▶ _Exercise_
Pick out each line of the listing below that contains the string "front", and copy those lines in full.

--- Start ---

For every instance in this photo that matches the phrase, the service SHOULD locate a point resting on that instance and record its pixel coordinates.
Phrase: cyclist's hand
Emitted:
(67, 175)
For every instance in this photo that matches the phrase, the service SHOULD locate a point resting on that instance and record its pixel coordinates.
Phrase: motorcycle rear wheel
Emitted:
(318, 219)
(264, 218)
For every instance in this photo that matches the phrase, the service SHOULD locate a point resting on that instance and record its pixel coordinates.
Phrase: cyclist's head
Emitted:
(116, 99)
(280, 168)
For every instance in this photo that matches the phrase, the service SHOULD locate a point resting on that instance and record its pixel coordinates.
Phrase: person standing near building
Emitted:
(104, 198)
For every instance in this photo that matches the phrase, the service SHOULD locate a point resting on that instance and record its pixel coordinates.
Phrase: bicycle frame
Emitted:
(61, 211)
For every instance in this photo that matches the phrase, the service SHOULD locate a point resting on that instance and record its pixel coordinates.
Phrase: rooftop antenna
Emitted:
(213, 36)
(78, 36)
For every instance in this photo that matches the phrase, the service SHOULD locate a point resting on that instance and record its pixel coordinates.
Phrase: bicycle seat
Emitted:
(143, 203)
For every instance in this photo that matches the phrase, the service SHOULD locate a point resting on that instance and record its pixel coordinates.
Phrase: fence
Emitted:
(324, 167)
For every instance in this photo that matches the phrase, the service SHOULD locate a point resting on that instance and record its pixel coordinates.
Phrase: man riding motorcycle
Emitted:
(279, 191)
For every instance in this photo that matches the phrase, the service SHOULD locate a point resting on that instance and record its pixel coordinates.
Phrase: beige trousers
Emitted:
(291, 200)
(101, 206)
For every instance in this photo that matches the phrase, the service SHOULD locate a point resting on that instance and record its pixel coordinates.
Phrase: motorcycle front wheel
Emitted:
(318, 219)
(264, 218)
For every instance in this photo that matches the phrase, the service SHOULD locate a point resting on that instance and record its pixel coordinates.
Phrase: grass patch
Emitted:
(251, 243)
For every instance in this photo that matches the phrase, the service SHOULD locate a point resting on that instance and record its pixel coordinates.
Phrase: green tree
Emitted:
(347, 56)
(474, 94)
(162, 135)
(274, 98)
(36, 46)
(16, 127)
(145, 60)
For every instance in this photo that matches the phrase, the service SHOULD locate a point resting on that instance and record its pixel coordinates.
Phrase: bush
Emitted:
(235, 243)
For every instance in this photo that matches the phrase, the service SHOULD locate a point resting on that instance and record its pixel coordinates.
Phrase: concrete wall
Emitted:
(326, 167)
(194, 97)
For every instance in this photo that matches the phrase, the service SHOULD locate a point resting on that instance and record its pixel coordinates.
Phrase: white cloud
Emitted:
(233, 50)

--- End ---
--- Start ---

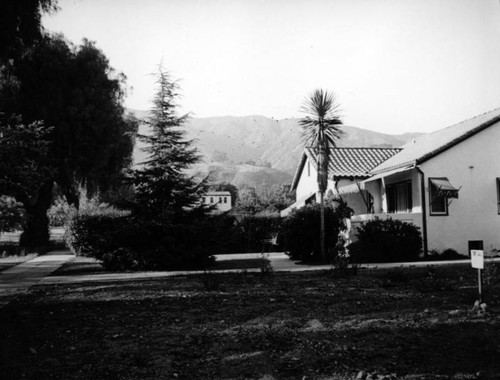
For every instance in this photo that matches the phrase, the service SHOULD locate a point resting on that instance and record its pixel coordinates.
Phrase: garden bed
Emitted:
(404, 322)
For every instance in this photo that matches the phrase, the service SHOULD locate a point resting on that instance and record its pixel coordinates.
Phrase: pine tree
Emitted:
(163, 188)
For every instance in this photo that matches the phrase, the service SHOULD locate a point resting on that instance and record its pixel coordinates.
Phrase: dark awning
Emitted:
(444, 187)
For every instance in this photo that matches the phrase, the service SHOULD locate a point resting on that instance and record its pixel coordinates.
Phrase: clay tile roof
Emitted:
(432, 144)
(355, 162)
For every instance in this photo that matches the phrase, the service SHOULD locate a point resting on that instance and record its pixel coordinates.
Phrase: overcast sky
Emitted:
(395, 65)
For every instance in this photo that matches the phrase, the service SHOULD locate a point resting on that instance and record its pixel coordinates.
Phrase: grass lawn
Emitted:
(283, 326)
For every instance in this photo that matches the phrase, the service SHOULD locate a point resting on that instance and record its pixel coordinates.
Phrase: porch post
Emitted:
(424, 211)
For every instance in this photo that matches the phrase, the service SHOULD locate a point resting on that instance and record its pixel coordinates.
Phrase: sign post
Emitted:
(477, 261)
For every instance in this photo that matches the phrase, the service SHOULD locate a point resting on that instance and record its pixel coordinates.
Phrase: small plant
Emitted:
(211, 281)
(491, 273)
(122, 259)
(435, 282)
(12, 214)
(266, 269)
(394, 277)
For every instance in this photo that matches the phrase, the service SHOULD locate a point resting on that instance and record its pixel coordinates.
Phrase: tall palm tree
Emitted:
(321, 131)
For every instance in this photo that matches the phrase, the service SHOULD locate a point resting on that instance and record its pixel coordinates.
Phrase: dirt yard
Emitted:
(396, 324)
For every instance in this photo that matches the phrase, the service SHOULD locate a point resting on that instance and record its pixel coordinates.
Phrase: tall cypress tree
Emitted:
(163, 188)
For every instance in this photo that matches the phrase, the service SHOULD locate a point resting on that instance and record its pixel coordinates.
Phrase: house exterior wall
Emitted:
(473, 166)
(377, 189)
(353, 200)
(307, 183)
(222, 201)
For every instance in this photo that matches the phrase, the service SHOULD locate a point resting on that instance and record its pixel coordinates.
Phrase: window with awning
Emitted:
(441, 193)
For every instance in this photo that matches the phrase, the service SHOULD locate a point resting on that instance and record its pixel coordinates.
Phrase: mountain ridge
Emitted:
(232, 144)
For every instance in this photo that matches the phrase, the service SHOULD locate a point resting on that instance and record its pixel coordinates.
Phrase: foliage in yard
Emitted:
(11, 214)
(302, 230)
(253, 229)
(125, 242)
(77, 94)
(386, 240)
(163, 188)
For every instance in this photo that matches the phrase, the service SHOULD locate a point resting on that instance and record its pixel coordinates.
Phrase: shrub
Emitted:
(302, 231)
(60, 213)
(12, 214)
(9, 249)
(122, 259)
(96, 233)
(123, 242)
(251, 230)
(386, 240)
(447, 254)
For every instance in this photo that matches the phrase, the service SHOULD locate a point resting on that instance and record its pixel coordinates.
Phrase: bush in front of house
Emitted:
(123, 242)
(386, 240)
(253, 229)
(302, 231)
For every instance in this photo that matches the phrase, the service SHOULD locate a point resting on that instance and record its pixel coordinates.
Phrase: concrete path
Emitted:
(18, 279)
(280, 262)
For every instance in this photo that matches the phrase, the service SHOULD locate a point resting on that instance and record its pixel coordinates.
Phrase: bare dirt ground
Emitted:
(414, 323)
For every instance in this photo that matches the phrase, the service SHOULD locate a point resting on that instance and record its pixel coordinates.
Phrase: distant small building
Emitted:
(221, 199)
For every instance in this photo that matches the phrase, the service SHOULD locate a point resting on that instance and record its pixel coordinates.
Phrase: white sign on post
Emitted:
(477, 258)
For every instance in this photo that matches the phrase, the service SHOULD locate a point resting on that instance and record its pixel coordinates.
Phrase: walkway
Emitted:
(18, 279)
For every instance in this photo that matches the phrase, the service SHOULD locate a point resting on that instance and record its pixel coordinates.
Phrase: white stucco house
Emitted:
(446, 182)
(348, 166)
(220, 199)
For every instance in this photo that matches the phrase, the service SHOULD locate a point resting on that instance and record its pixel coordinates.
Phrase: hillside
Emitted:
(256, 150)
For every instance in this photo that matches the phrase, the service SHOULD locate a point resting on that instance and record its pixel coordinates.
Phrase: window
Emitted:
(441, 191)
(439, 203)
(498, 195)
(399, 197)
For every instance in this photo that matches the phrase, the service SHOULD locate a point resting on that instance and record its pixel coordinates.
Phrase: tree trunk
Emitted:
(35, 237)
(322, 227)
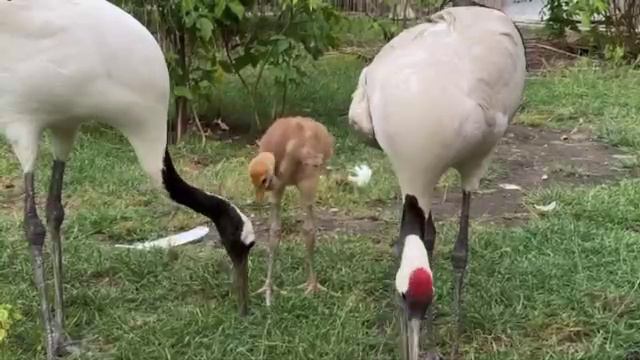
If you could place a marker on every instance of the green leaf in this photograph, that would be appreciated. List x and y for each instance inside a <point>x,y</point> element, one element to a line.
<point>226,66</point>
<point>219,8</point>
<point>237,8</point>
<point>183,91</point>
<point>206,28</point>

--- End ---

▶ _Response to this task_
Phrase: motorcycle front wheel
Phrase: bush in front of house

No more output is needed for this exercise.